Aufgaben
1: Beantworte anhand des Textes zur Schuldenbremse die folgenden Fragen:
(a) Wer wird als der starke Mann der CDU in Baden-Württemberg bezeichnet?
(b) Bis zu welchem Tag müssen Bundestag und Bundesrat die Verfassung ändern?
(c) Seit welchem Urteil fehlt dem Bund laut Text das Geld?
2: Stimmen die folgenden Aussagen mit dem Text zur Schuldenbremse überein? Antworte jeweils mit Ja oder Nein und zitiere die entscheidenden Worte.
(a) Die Grünen fordern seit Jahren ein Sondervermögen für Infrastruktur.
(b) Die Grünen gingen gestärkt aus der Wahl hervor.
(c) Die Aufweichung der Schuldenbremse wird von Schwarz-Rot geplant.
3: Gib aus dem Text zur Schuldenbremse wortgetreu alles wieder, was von „Wie war das“ bis hinunter zu „der Lage sind.“ reicht.

Vorgegebener Text
-.-.-

Entspannt geht anders (v.l.n.r.): Britta Haßelmann, Robert Habeck und Katharina Dröge während der Debatte zur Schuldenbremse.
dpa/Michael Kappeler)Es gibt das böse Wort von der Prinzipienreiterei und den ebenso harten Vorwurf, bei der ersten sich bietenden Gelegenheit alle Grundsätze über Bord zu werfen. Irgendwo dazwischen bewegt sich die Politik in diesen volatilen Zeiten.
Wie war das noch gleich mit der Schuldenbremse, die Manuel Hagel, der starke Mann der CDU in Baden-Württemberg, vor einem Jahr noch mit einer Art Ewigkeitsgarantie versehen wollte? Und wie kann es sein, dass die Grünen erwägen, ein Sondervermögen für Infrastruktur im Bundestag scheitern zu lassen, wo sie es doch seit Jahren fordern?
Klar, es gibt genügend Argumente, die gegen die von Schwarz-Rot geplante Aufweichung der Schuldenbremse sprechen. Und doch ist jetzt ein Moment, wo Ziele wie eine Schwarze Null in den Hintergrund rücken. Deutschland muss in der aktuellen weltpolitischen Lage seiner Verantwortung gerecht werden. Wir können uns nicht hinter Verfassungsartikeln verstecken, die zu ändern wir sehr wohl in der Lage sind.
Die Fakten liegen auf dem Tisch: Falls Bundestag und Bundesrat nicht bis zum 24. März die Verfassung ändert, schließt sich ein Zeitfenster, und es droht eine Fortsetzung der bleiernen Zeit, in der keine Impulse gesetzt werden können, weil seit dem Verfassungsgerichtsurteil vom Herbst 2023 dem Bund das Geld fehlt.
Und behaupte keine und keiner, er oder sie habe es nicht gewusst. Jetzt gilt es, staatsmännische Verantwortung an den Tag zu legen, auch wenn das im Fall der Grünen, die aus der Wahl nicht nur geschrumpft, sondern auch desillusioniert und ohne Chance auf eine Regierungsbeteiligung herausgingen, nicht einfach ist.

-.-.-

Aufgeführte Einträge
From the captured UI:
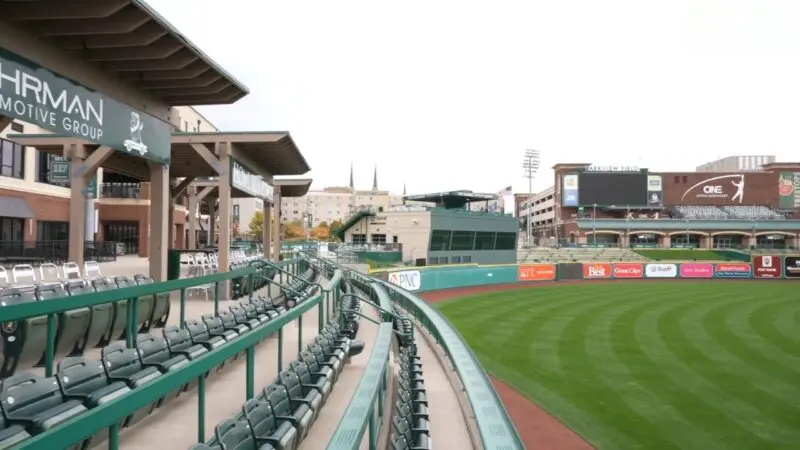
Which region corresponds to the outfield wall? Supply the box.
[372,255,800,292]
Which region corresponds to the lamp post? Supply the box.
[522,149,540,248]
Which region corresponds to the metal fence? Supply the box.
[0,241,117,266]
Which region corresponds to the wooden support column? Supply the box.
[0,116,14,133]
[63,144,114,267]
[148,162,170,281]
[217,142,231,298]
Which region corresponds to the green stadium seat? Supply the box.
[92,278,128,347]
[0,373,87,435]
[67,280,115,355]
[133,274,170,328]
[114,276,153,339]
[0,289,47,378]
[264,384,314,440]
[36,283,92,362]
[215,419,275,450]
[56,356,131,449]
[101,342,161,427]
[242,399,297,450]
[278,370,322,422]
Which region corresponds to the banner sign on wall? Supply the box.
[715,263,752,278]
[753,255,783,278]
[644,264,678,278]
[785,256,800,278]
[614,263,644,278]
[561,173,578,206]
[583,263,613,280]
[681,263,714,278]
[558,263,583,280]
[518,264,556,281]
[389,270,422,291]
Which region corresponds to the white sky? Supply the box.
[148,0,800,194]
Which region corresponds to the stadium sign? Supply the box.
[586,165,641,172]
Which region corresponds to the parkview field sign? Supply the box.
[0,49,172,163]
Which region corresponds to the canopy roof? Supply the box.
[0,0,249,106]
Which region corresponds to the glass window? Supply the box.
[494,233,517,250]
[475,231,497,250]
[450,231,475,250]
[430,230,451,252]
[0,139,25,179]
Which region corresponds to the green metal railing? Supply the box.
[327,282,394,450]
[0,260,343,450]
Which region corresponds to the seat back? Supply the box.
[11,264,36,284]
[278,370,305,399]
[100,342,142,378]
[242,399,277,436]
[202,314,225,334]
[164,325,192,353]
[0,373,64,422]
[136,334,170,364]
[215,419,256,450]
[264,384,292,417]
[185,319,211,344]
[39,263,62,283]
[56,356,108,398]
[36,283,67,300]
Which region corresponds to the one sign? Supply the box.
[561,173,578,207]
[784,256,800,278]
[753,255,783,278]
[583,263,613,280]
[778,172,800,209]
[681,263,714,278]
[231,159,275,202]
[644,264,678,278]
[517,264,556,281]
[614,263,644,278]
[47,155,70,184]
[389,270,422,291]
[681,174,745,203]
[586,165,641,172]
[715,263,753,278]
[0,49,172,163]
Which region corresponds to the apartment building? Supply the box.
[0,107,217,256]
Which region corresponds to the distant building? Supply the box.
[695,155,775,172]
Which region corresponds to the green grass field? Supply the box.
[438,281,800,450]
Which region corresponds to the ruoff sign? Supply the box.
[389,270,422,291]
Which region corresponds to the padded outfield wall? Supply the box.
[372,255,800,292]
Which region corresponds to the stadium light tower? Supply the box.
[522,149,539,248]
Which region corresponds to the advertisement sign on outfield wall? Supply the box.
[583,263,613,280]
[715,263,752,278]
[753,255,783,278]
[518,264,556,281]
[681,263,714,278]
[644,264,678,278]
[389,270,422,291]
[785,256,800,278]
[614,263,644,278]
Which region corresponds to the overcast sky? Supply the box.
[147,0,800,194]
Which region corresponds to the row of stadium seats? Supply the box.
[0,268,318,449]
[390,305,432,450]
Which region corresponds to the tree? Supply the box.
[249,211,264,236]
[328,219,344,241]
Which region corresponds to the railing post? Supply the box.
[245,346,256,400]
[44,314,57,377]
[197,374,206,444]
[178,288,188,328]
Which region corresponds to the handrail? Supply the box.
[18,294,323,450]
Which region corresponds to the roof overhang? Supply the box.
[7,132,311,181]
[0,0,249,106]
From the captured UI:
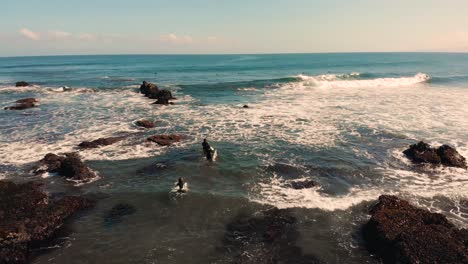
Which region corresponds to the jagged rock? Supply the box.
[147,135,184,146]
[363,195,468,263]
[34,153,96,182]
[135,120,156,128]
[78,137,124,148]
[290,180,318,190]
[140,81,175,105]
[0,181,92,264]
[16,81,31,87]
[403,141,467,169]
[224,208,320,264]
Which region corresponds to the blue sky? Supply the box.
[0,0,468,56]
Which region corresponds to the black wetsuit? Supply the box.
[202,142,213,161]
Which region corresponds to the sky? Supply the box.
[0,0,468,56]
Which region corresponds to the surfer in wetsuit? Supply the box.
[202,138,213,161]
[176,177,184,191]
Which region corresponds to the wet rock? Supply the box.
[16,81,31,87]
[290,180,318,190]
[78,137,124,149]
[140,81,175,105]
[363,195,468,263]
[224,208,320,263]
[403,141,467,169]
[0,181,92,264]
[16,98,38,104]
[34,153,96,182]
[147,134,184,146]
[104,203,136,225]
[135,120,156,128]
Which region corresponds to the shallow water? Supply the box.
[0,53,468,263]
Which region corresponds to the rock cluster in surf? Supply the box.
[363,195,468,263]
[34,153,96,182]
[403,141,467,169]
[0,181,92,264]
[140,81,175,105]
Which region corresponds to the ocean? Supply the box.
[0,53,468,263]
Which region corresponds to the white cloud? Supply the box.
[20,28,41,40]
[159,33,193,44]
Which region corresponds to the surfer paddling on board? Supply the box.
[202,138,213,161]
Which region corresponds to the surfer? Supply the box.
[202,138,213,161]
[176,177,184,191]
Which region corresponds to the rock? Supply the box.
[34,153,96,182]
[140,81,175,105]
[16,81,31,87]
[403,141,466,169]
[104,203,136,225]
[147,135,184,146]
[16,98,38,104]
[0,181,92,264]
[224,208,319,263]
[78,137,124,149]
[363,195,468,263]
[290,180,318,190]
[135,120,156,128]
[4,102,36,110]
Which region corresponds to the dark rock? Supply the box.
[34,153,96,182]
[290,180,318,190]
[223,208,319,263]
[4,102,36,110]
[135,120,156,128]
[140,81,175,105]
[147,135,184,146]
[16,81,31,87]
[104,203,136,225]
[16,98,38,104]
[0,181,92,264]
[363,195,468,263]
[78,137,124,148]
[403,141,466,169]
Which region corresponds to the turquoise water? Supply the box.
[0,53,468,263]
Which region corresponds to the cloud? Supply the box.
[159,33,193,44]
[20,28,41,40]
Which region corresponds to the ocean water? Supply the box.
[0,53,468,263]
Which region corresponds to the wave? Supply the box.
[297,73,432,88]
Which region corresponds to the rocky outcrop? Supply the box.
[403,141,467,169]
[34,153,96,182]
[4,98,38,110]
[224,208,320,264]
[135,120,156,128]
[78,137,125,149]
[15,81,31,87]
[289,180,318,190]
[147,135,184,146]
[363,195,468,264]
[0,181,92,264]
[140,81,175,105]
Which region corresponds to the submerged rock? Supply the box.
[224,208,320,264]
[290,180,318,190]
[0,181,92,264]
[403,141,467,169]
[104,203,136,225]
[140,81,175,105]
[15,81,31,87]
[147,134,184,146]
[135,120,156,128]
[78,137,125,148]
[363,195,468,263]
[34,153,96,182]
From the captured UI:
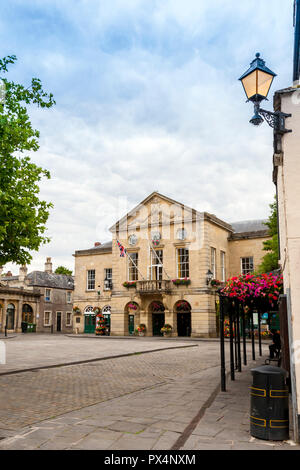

-.-.-

Lösungen
1:
(a) Manuel Hagel
(b) bis zum 24. März
(c) seit dem Verfassungsgerichtsurteil vom Herbst 2023

2:
(a) Ja: „wo sie es doch seit Jahren fordern“
(b) Nein: „aus der Wahl nicht nur geschrumpft, sondern auch desillusioniert“
(c) Ja: „die von Schwarz-Rot geplante Aufweichung der Schuldenbremse“

3:
Wie war das noch gleich mit der Schuldenbremse, die Manuel Hagel, der starke Mann der CDU in Baden-Württemberg, vor einem Jahr noch mit einer Art Ewigkeitsgarantie versehen wollte? Und wie kann es sein, dass die Grünen erwägen, ein Sondervermögen für Infrastruktur im Bundestag scheitern zu lassen, wo sie es doch seit Jahren fordern?
Klar, es gibt genügend Argumente, die gegen die von Schwarz-Rot geplante Aufweichung der Schuldenbremse sprechen. Und doch ist jetzt ein Moment, wo Ziele wie eine Schwarze Null in den Hintergrund rücken. Deutschland muss in der aktuellen weltpolitischen Lage seiner Verantwortung gerecht werden. Wir können uns nicht hinter Verfassungsartikeln verstecken, die zu ändern wir sehr wohl in der Lage sind.